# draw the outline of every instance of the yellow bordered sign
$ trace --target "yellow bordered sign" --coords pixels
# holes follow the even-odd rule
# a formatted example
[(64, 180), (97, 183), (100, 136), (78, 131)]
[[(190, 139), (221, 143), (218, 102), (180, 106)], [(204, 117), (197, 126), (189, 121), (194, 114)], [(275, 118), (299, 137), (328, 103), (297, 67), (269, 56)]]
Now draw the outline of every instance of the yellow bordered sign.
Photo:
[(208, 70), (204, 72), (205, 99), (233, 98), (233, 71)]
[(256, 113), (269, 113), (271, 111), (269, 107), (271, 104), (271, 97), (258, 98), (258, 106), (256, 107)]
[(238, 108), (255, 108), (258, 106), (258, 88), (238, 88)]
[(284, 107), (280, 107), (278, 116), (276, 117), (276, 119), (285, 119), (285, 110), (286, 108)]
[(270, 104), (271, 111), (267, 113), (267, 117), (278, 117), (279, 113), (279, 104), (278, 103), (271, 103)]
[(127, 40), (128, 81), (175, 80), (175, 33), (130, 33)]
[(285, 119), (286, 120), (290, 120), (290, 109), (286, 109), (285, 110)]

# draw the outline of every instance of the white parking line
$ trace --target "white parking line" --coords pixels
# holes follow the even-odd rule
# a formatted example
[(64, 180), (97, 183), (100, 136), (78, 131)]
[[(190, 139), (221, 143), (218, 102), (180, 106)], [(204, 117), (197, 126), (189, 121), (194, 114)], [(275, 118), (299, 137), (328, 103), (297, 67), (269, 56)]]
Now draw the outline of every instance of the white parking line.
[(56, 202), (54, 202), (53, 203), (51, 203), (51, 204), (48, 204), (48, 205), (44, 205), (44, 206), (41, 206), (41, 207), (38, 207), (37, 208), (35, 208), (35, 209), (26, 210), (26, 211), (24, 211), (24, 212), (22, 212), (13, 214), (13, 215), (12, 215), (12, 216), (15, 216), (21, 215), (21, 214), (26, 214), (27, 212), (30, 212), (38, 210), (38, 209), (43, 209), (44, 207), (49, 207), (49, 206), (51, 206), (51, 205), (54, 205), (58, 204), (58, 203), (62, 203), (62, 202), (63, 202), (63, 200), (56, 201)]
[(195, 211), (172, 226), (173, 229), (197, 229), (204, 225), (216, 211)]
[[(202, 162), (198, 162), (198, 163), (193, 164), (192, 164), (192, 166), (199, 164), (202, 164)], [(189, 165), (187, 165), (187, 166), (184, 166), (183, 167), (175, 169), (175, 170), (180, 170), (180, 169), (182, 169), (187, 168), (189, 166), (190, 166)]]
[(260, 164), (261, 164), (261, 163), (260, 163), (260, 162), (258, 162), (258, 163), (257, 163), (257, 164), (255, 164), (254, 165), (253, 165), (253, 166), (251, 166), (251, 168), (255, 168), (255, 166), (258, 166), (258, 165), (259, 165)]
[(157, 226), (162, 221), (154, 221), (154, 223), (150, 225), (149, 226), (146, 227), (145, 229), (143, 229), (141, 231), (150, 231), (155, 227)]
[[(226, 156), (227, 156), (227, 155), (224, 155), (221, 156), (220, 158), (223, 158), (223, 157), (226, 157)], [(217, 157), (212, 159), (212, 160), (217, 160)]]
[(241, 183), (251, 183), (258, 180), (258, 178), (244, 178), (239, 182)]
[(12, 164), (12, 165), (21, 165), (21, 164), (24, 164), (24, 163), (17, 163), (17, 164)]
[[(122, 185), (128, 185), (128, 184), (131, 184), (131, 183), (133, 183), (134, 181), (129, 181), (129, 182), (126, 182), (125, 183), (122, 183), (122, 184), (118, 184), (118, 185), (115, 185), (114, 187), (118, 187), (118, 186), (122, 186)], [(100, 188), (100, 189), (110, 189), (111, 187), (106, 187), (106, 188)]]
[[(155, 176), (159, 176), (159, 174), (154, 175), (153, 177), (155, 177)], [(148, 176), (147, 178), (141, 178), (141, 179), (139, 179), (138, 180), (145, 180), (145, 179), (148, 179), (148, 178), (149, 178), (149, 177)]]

────────

**Task statement**. Please copy every line of the items above verbatim, changing nothing.

**Solution**.
# draw the outline of every instance of the yellow bordered sign
$ trace --target "yellow bordered sign" --coords pixels
# holes follow the even-odd rule
# a formatted example
[(64, 180), (97, 183), (100, 136), (78, 131)]
[[(190, 139), (221, 143), (218, 102), (180, 106)], [(204, 117), (197, 126), (189, 121), (194, 114)], [(275, 118), (299, 137), (328, 103), (297, 67), (269, 56)]]
Now draw the outline of every instance of the yellow bordered sign.
Photo:
[(208, 70), (204, 72), (205, 99), (233, 98), (233, 71)]
[(256, 113), (269, 113), (271, 111), (269, 107), (271, 104), (271, 97), (258, 98), (258, 106), (256, 107)]
[(238, 108), (255, 108), (258, 106), (258, 88), (238, 88)]
[(284, 107), (280, 107), (278, 116), (276, 117), (276, 119), (285, 119), (285, 110), (286, 108)]
[(270, 104), (271, 111), (267, 113), (267, 117), (278, 117), (279, 113), (279, 104), (278, 103), (271, 103)]
[(127, 40), (128, 81), (175, 80), (175, 33), (130, 33)]
[(285, 119), (286, 120), (290, 120), (290, 109), (286, 109), (285, 110)]

# draw the outline of every instance of the white parking line
$ trace --target "white parking line" --coords pixels
# holes follow the even-odd rule
# a formatted example
[(64, 180), (97, 183), (100, 136), (78, 131)]
[[(190, 139), (221, 143), (218, 102), (180, 106)], [(204, 117), (197, 126), (189, 121), (194, 114)], [(275, 118), (299, 137), (328, 103), (297, 67), (269, 56)]]
Now draw the outline of every instance of the white parking line.
[(56, 202), (54, 202), (53, 203), (51, 203), (51, 204), (48, 204), (48, 205), (44, 205), (44, 206), (41, 206), (41, 207), (38, 207), (37, 208), (35, 208), (35, 209), (26, 210), (26, 211), (24, 211), (24, 212), (22, 212), (13, 214), (13, 215), (12, 215), (12, 216), (15, 216), (21, 215), (21, 214), (26, 214), (27, 212), (30, 212), (38, 210), (38, 209), (43, 209), (44, 207), (49, 207), (49, 206), (51, 206), (51, 205), (54, 205), (58, 204), (58, 203), (62, 203), (62, 202), (63, 202), (63, 200), (56, 201)]
[(195, 211), (172, 226), (173, 229), (197, 229), (204, 225), (216, 211)]
[[(202, 162), (198, 162), (198, 163), (193, 164), (192, 164), (192, 166), (199, 164), (202, 164)], [(189, 165), (187, 165), (187, 166), (184, 166), (183, 167), (175, 169), (175, 170), (180, 170), (180, 169), (182, 169), (187, 168), (189, 166), (190, 166)]]
[(260, 164), (261, 164), (261, 163), (260, 163), (260, 162), (258, 162), (258, 163), (257, 163), (257, 164), (255, 164), (254, 165), (253, 165), (253, 166), (251, 166), (251, 168), (255, 168), (255, 166), (258, 166), (258, 165), (259, 165)]
[(157, 226), (162, 221), (154, 221), (154, 223), (150, 225), (149, 226), (146, 227), (145, 229), (143, 229), (141, 231), (150, 231), (155, 227)]
[[(226, 156), (227, 156), (227, 155), (224, 155), (221, 156), (220, 158), (223, 158), (223, 157), (226, 157)], [(217, 157), (212, 159), (212, 160), (217, 160)]]
[(241, 183), (251, 183), (258, 180), (258, 178), (244, 178), (239, 182)]
[(12, 164), (12, 165), (21, 165), (21, 164), (24, 164), (24, 163), (17, 163), (17, 164)]
[[(122, 185), (128, 185), (128, 184), (131, 184), (131, 183), (133, 183), (134, 181), (129, 181), (129, 182), (126, 182), (125, 183), (122, 183), (122, 184), (118, 184), (118, 185), (115, 185), (114, 187), (118, 187), (118, 186), (122, 186)], [(100, 188), (100, 189), (110, 189), (111, 187), (106, 187), (106, 188)]]
[[(155, 176), (159, 176), (159, 174), (154, 175), (153, 177), (155, 177)], [(148, 176), (147, 178), (141, 178), (141, 179), (139, 179), (138, 180), (145, 180), (145, 179), (148, 179), (148, 178), (149, 178), (149, 177)]]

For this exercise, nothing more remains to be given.